Perhaps the most important obstacle facing the housing market today is not that prices are high and rates are high but that rates have been so low. From 2010 through 2020, the average new 30-year mortgage had a mortgage rate of less than 3.92 percent. There were four years in that period in which the average was less than 3.75 percent. A great many mortgages were refinanced at those low rates, and many homes were purchased with low rates. Freddie Mac’s quarterly reporting shows that as of the first quarter of this year, more than sixty percent of mortgages had rates lower than four percent at their origination.
Locked-In and Fed Up
This huge legacy stock of low interest mortgages means that many people find selling their homes unaffordable—even if their current home has appreciated. An older couple looking to sell their “empty nest” for a condo in Florida, for example, might easily discover that “downsizing” into a smaller home would trigger an unsustainable rise in their monthly living expense. Many younger families who might otherwise look to buy a bigger home are likely to opt for home improvement rather than trading from a three percent mortgage to a 7.5 percent mortgage.
This “lock-in” effect from low interest legacy mortgages is the primary reason home sales are so low. In July, they were expected to hold up with the June rate. Instead, they fell 2.2 percent. Single-family home sales fell 1.9 percent, the fifth consecutive month of declining sales. On a year-over-year basis, overall home sales were down 16.6 percent. The 3-month average of existing home sales declined to 4.18 million, down from 4.42 million as of April.
The number of homes for sale rose from a month earlier to 1.11 million, but this is still the smallest July inventory—normally a big month for sales—since 1999. Single-family homes for sale are near their lowest level since the 1980s.
This suspended animation housing market will likely have broader economic consequences. By raising the cost of moving for a new job, it is likely to contribute to a less liquid market in labor and inefficient geographical distribution of labor. The immobility introduces frictions into the economy, preventing workers from going where there is the most demand. This can slow economic growth.

___

> Problem description:
Summarize the housing market text above in three sentences.

> Extracted material:
___

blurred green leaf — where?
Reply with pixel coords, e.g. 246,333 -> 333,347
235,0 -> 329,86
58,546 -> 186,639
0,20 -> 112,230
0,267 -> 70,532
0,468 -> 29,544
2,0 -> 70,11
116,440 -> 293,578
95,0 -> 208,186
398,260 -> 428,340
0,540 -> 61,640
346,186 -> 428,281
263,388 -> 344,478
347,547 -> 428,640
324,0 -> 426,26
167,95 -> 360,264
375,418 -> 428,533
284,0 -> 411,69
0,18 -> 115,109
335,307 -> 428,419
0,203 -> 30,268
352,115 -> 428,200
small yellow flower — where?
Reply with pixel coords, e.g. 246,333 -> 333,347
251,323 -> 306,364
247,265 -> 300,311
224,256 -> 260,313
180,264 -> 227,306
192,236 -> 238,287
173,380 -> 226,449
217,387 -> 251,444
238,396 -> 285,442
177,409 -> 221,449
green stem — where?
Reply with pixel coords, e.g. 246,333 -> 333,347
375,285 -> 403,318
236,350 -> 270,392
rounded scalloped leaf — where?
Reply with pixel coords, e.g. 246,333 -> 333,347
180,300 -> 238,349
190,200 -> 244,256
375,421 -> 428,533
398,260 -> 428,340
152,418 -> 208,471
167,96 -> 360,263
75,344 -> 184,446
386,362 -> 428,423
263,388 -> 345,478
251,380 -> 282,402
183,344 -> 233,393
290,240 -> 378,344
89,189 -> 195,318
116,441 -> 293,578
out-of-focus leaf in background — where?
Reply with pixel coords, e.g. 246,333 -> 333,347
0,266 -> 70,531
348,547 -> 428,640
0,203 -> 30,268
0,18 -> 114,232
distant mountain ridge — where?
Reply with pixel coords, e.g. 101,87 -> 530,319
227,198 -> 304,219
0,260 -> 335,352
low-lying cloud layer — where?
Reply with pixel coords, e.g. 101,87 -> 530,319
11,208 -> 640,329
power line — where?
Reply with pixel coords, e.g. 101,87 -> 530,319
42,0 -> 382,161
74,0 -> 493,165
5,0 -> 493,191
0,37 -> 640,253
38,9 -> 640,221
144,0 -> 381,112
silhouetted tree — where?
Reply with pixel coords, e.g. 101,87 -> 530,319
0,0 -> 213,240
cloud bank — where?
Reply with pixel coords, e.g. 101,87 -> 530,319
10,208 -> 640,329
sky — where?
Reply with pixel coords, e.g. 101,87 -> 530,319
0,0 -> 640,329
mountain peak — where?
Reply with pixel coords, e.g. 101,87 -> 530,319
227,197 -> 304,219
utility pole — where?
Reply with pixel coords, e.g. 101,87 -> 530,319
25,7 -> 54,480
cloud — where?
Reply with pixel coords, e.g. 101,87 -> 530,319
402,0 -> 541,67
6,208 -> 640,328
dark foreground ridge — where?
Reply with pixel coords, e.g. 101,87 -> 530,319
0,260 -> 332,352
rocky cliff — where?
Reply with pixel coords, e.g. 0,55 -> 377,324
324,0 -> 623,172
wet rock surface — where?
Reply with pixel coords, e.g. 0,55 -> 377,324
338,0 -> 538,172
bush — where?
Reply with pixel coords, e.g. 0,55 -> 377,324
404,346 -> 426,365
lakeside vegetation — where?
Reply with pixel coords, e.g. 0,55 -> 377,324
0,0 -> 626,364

___

> Result for this task:
Because mortgage rates were so low from 2010 through 2020, more than sixty percent of mortgages as of this year's first quarter had rates below four percent at origination. This lock-in effect makes selling unaffordable for many owners and is the primary reason home sales are so low: July sales fell 2.2 percent, and the July inventory was the smallest since 1999. By raising the cost of moving for a new job, the stalled market is likely to make the labor market less liquid, which can slow economic growth.